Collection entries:
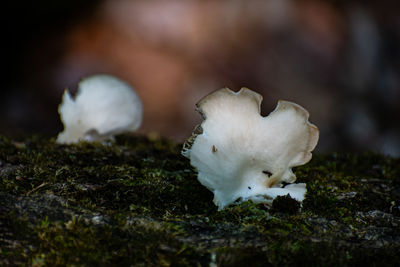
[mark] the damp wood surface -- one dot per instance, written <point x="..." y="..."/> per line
<point x="137" y="202"/>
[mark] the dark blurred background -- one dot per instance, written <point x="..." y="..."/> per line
<point x="338" y="59"/>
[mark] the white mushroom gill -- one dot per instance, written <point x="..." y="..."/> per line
<point x="240" y="155"/>
<point x="104" y="106"/>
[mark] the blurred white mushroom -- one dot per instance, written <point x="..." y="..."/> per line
<point x="241" y="155"/>
<point x="104" y="106"/>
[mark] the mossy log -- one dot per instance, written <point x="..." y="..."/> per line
<point x="137" y="202"/>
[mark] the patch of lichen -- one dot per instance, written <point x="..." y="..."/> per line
<point x="137" y="201"/>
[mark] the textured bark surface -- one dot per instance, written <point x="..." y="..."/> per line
<point x="138" y="202"/>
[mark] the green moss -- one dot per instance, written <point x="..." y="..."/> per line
<point x="138" y="202"/>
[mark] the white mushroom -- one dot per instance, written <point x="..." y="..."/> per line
<point x="241" y="155"/>
<point x="104" y="106"/>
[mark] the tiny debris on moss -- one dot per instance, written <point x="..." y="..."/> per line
<point x="138" y="202"/>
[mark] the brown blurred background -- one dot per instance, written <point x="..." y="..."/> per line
<point x="338" y="59"/>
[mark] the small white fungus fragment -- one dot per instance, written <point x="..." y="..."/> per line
<point x="103" y="107"/>
<point x="241" y="155"/>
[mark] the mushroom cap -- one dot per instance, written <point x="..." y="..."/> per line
<point x="241" y="155"/>
<point x="104" y="106"/>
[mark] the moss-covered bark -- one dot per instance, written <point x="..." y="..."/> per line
<point x="138" y="202"/>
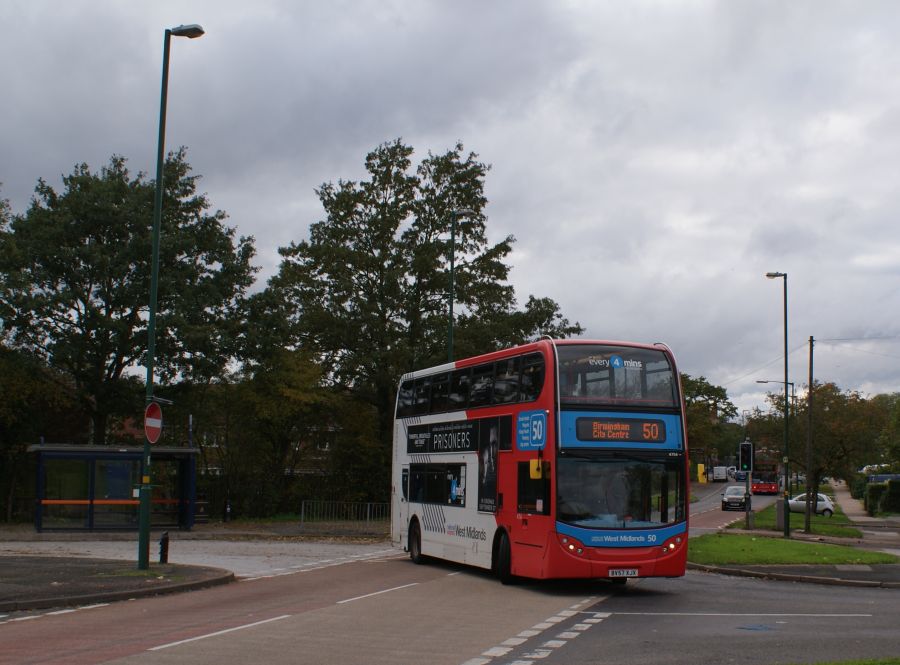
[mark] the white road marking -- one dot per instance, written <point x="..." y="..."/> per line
<point x="217" y="633"/>
<point x="561" y="639"/>
<point x="377" y="593"/>
<point x="738" y="614"/>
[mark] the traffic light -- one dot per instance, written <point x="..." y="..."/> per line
<point x="746" y="457"/>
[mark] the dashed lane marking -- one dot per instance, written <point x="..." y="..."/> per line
<point x="546" y="648"/>
<point x="218" y="632"/>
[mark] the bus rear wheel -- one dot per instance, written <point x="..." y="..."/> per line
<point x="415" y="543"/>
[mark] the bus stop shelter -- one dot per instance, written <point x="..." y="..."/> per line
<point x="93" y="487"/>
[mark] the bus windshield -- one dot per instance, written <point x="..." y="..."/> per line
<point x="600" y="491"/>
<point x="595" y="375"/>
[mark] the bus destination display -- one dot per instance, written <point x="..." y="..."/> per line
<point x="621" y="429"/>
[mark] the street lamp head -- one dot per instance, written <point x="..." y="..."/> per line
<point x="191" y="31"/>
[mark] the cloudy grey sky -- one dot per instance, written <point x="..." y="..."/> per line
<point x="653" y="159"/>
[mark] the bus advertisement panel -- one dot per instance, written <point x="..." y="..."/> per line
<point x="557" y="459"/>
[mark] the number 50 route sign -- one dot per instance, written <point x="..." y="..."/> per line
<point x="153" y="422"/>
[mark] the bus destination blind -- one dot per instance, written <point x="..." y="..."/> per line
<point x="641" y="430"/>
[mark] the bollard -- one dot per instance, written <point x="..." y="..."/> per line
<point x="164" y="548"/>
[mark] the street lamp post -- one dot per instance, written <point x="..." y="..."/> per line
<point x="787" y="508"/>
<point x="191" y="31"/>
<point x="793" y="400"/>
<point x="453" y="215"/>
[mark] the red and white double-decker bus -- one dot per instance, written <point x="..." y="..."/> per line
<point x="764" y="479"/>
<point x="556" y="459"/>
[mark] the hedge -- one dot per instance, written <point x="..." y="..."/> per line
<point x="890" y="499"/>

▶ [Objective] Rewrite all the records with "one dot per instance" changed to "a single dot for each instance" and everything else left as is. Omit the pictures from your answer.

▶ [Problem solution]
[mark] the damp wood surface -- a single dot for each instance, written <point x="..." y="..."/> per line
<point x="137" y="202"/>
[mark] the dark blurred background -- a single dot for each instance, written <point x="..." y="..."/> per line
<point x="338" y="59"/>
[mark] the white mushroom gill -- a single dot for each instance, written <point x="..." y="..."/> per line
<point x="240" y="155"/>
<point x="104" y="106"/>
[mark] the blurred white mushroom -- a single dot for each instance, written <point x="..." y="..."/> per line
<point x="241" y="155"/>
<point x="104" y="106"/>
[mark] the mossy log -- a single dot for each instance, written <point x="..." y="..."/> per line
<point x="137" y="202"/>
[mark] the patch of lichen -- a single dot for each instance, written <point x="..." y="..."/> per line
<point x="137" y="201"/>
[mark] the textured bark surface -- a single dot for each instance, written <point x="..." y="..."/> per line
<point x="138" y="202"/>
[mark] the green moss -- a single dot for each instance, written <point x="..." y="..."/> per line
<point x="138" y="202"/>
[mark] the white mushroom -- a single dot for each instance, written <point x="..." y="..."/> per line
<point x="241" y="155"/>
<point x="104" y="106"/>
[mark] the tiny debris on moss -- a single dot for each instance, written <point x="..." y="..."/> per line
<point x="138" y="202"/>
[mark] the brown blurred background -- a single dot for each instance, written <point x="..." y="..."/> per line
<point x="338" y="59"/>
[mark] the small white fungus fragment -- a single dot for each instance, written <point x="..." y="..."/> per line
<point x="103" y="107"/>
<point x="241" y="155"/>
[mark] the mushroom cap -- a single dot for each instance, written <point x="..." y="..."/> per line
<point x="241" y="155"/>
<point x="104" y="106"/>
[mark] the moss-covered bark -- a single dot for each instance, written <point x="..." y="..."/> per line
<point x="138" y="202"/>
[mark] the white road marking -- a single dot for each instance, written <point x="..." y="..."/> per line
<point x="217" y="633"/>
<point x="561" y="639"/>
<point x="377" y="593"/>
<point x="738" y="614"/>
[mark] the traffic light -- a single dot for each instance, written <point x="..." y="..."/> per line
<point x="746" y="457"/>
[mark] the dashed lane marking -- a single dot for each instance, written <point x="..." y="..."/> per line
<point x="546" y="648"/>
<point x="218" y="632"/>
[mark] the bus rear wheel -- a single dot for each instance, written <point x="..." y="..."/> per line
<point x="415" y="543"/>
[mark] the bus stop shelter -- a single dot for each instance, written <point x="..." y="..."/> per line
<point x="93" y="487"/>
[mark] the bus windshield -- a single dot for each instance, written <point x="..." y="..."/> per line
<point x="600" y="491"/>
<point x="595" y="375"/>
[mark] the bus destination display -- a single dot for each instance, written <point x="..." y="..."/> per line
<point x="621" y="429"/>
[mark] the street lamp head -- a single dot for each instance, written <point x="..." y="..."/> per line
<point x="191" y="31"/>
[mark] the cloudy grey sky -- a single dot for each instance, written <point x="..." y="..."/> per line
<point x="653" y="159"/>
[mark] the bus advertisement panel -- a single dot for each instance, written <point x="..." y="..."/> per line
<point x="557" y="459"/>
[mark] the number 50 route sign -- a single dot for each instance, written <point x="..." y="..."/> per line
<point x="153" y="422"/>
[mark] the bus destination blind -- a single dot for each instance, written <point x="..." y="..."/> per line
<point x="641" y="430"/>
[mark] the bollard -- a single dot for each instance, written <point x="..." y="..."/> per line
<point x="164" y="548"/>
[mark] the street lamp post -- a single dot for each instance, written <point x="..." y="..."/> per line
<point x="787" y="508"/>
<point x="191" y="31"/>
<point x="793" y="400"/>
<point x="453" y="215"/>
[mark] the red and white double-decker bus -- a single dot for each instance, written <point x="..." y="..."/> per line
<point x="764" y="479"/>
<point x="556" y="459"/>
[mark] the hedge -- a single dot for each instance, written <point x="..." y="..."/> per line
<point x="890" y="499"/>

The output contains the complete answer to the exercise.